Segment Start: SUPPLIED MATERIAL
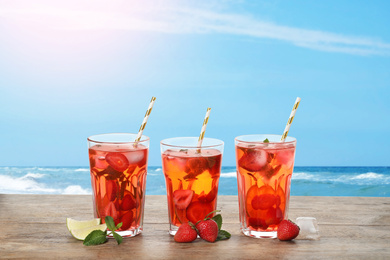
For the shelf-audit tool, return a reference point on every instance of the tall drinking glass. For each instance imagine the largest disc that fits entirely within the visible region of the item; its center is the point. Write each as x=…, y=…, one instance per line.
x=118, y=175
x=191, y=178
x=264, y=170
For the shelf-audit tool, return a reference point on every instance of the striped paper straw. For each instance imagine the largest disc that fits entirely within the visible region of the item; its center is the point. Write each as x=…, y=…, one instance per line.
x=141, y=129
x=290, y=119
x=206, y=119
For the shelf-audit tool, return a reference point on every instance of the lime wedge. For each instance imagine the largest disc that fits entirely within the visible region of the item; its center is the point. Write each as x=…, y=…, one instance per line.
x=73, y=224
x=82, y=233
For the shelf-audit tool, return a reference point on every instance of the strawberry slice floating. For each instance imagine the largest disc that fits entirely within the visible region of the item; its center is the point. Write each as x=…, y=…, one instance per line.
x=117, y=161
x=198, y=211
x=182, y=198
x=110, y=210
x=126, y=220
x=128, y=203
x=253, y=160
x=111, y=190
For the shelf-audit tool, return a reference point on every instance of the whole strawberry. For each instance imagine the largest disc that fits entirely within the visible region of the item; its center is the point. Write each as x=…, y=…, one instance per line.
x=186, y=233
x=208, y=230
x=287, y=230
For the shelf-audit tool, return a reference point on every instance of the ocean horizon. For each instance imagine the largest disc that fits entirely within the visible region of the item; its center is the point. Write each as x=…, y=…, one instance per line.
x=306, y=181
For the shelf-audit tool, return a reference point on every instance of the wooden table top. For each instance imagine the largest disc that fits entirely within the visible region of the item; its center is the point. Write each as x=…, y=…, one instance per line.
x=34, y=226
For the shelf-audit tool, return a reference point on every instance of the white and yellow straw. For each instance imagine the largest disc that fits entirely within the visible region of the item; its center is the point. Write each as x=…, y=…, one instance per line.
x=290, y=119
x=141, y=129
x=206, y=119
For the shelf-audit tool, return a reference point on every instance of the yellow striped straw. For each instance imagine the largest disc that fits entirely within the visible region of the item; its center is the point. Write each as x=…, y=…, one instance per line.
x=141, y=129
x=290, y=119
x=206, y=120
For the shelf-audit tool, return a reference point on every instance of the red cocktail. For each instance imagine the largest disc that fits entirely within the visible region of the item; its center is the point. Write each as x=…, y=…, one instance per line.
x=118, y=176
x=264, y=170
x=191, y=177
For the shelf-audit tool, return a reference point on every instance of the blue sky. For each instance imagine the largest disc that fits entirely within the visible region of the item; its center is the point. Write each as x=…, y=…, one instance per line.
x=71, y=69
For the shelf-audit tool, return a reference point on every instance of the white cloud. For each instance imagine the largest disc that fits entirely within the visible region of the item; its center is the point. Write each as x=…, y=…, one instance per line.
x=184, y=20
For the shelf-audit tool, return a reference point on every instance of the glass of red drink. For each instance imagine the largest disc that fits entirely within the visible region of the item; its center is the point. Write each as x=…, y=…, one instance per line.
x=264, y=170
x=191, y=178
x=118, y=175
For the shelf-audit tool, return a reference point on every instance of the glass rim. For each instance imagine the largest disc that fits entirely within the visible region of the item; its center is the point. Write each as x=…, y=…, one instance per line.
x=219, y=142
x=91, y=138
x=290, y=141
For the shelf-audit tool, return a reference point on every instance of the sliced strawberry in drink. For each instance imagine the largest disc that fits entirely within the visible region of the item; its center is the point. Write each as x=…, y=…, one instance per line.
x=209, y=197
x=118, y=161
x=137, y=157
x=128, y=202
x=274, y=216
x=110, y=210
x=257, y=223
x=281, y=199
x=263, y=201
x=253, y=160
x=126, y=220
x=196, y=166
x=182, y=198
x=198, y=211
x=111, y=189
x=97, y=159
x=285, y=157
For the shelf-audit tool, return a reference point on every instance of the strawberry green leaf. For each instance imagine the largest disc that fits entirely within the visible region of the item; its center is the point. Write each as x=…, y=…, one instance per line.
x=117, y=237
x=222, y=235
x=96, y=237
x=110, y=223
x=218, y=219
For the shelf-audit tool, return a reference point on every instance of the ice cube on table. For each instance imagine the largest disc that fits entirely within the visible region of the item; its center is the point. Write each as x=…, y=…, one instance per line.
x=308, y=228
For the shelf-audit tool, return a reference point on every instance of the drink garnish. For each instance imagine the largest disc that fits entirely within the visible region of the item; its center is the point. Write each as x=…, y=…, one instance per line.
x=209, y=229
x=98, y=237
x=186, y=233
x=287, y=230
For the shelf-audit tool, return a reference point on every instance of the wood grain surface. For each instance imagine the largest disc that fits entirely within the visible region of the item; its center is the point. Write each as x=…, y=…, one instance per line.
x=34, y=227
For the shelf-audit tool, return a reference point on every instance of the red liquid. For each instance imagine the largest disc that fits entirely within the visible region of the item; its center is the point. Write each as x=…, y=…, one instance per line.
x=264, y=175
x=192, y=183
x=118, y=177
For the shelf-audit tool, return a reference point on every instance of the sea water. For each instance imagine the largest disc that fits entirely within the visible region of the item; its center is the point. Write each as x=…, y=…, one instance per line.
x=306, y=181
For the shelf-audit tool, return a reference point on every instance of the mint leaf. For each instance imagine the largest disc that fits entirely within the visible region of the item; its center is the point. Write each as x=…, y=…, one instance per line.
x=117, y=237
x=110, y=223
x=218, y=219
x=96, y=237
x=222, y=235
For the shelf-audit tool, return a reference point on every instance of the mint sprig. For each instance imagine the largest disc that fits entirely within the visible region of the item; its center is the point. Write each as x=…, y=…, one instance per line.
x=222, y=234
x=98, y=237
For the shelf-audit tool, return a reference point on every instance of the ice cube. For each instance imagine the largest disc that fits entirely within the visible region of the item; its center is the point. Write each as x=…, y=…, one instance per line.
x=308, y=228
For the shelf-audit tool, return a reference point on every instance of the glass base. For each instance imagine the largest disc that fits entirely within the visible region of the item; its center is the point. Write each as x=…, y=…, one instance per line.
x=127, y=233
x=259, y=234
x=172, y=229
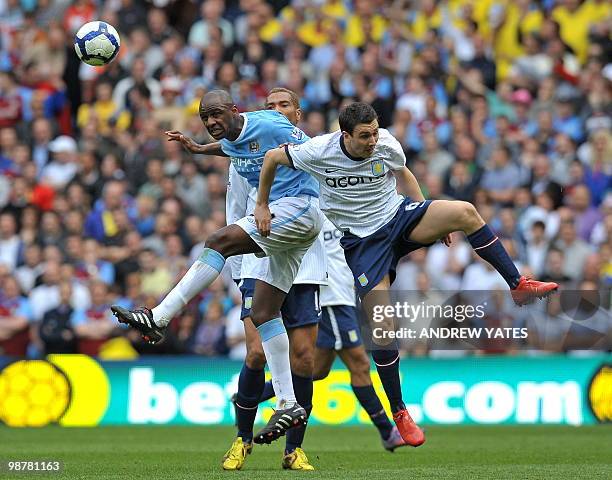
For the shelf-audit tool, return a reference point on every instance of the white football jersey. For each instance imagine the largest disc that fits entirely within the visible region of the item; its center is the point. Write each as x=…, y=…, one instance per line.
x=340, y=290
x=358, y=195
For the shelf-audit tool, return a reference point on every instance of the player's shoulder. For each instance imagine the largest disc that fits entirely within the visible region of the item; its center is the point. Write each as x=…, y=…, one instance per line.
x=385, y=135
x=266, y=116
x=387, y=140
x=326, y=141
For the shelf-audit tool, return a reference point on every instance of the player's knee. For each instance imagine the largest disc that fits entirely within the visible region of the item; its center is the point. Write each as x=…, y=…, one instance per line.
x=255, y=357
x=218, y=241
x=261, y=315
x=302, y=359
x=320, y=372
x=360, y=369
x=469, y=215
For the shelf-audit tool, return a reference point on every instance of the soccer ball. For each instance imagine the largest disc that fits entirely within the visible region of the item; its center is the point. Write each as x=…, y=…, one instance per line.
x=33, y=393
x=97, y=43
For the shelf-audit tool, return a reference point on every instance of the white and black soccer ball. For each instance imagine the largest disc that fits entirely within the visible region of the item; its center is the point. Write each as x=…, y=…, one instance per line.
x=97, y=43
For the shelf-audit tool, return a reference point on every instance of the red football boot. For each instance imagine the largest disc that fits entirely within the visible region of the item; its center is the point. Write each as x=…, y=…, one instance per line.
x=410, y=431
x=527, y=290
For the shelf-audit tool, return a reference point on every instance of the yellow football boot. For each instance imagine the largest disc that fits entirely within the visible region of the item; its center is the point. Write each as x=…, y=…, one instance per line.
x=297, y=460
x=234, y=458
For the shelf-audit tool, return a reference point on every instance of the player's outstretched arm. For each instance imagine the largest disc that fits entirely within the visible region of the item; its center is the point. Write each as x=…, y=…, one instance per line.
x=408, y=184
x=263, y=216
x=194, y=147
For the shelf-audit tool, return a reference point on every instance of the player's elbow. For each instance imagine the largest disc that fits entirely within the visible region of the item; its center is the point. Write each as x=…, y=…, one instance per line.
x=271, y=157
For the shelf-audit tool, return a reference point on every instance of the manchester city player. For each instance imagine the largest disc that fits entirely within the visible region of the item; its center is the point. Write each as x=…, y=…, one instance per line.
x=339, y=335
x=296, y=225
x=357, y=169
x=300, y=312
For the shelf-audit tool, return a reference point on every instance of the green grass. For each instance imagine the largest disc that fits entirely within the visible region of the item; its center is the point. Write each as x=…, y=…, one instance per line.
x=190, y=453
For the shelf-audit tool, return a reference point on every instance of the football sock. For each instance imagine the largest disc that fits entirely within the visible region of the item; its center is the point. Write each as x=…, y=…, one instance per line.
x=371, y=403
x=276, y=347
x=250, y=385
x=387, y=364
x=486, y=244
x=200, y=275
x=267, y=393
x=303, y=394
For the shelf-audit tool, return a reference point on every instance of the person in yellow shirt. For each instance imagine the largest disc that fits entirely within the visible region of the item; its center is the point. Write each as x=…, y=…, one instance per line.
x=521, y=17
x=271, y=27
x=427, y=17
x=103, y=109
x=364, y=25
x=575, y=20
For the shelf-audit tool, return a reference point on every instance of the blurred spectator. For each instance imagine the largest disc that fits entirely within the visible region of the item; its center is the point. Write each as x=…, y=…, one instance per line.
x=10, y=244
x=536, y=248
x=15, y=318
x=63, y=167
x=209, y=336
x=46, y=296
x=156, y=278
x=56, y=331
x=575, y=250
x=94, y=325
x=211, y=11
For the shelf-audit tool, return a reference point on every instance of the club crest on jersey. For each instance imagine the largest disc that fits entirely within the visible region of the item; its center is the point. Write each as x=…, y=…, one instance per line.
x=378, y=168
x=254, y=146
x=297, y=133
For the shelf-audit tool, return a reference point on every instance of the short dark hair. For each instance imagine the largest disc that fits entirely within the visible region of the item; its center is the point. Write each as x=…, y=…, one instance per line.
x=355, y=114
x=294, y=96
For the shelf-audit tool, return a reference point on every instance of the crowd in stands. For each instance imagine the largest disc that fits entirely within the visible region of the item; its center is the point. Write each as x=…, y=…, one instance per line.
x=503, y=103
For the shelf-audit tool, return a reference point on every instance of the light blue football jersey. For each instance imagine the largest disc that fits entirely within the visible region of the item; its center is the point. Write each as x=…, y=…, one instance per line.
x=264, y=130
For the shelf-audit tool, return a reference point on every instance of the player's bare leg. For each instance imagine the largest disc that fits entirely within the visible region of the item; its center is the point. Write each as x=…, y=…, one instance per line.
Segment End: SUPPLIED MATERIAL
DIRECTIONS FOR THIS TASK: Give back exactly the lines from the one containing "of the light" through the end of the material above, and nothing else.

SOLUTION TO THIS EXERCISE:
For the shelf-audit tool, return a reference point on every instance of the light blue football jersey. For each instance imagine the largest disc that fits entirely within the visible region of the item; its center is the point. Write each as x=…, y=…, one instance per line.
x=264, y=130
For the shelf-audit tool, return a reference point on every instance of the player's bare leg. For each instance imagine the largest disc that fits entirely within the visible region of the item; its center is the point. Write each as x=…, y=…, one instance per line.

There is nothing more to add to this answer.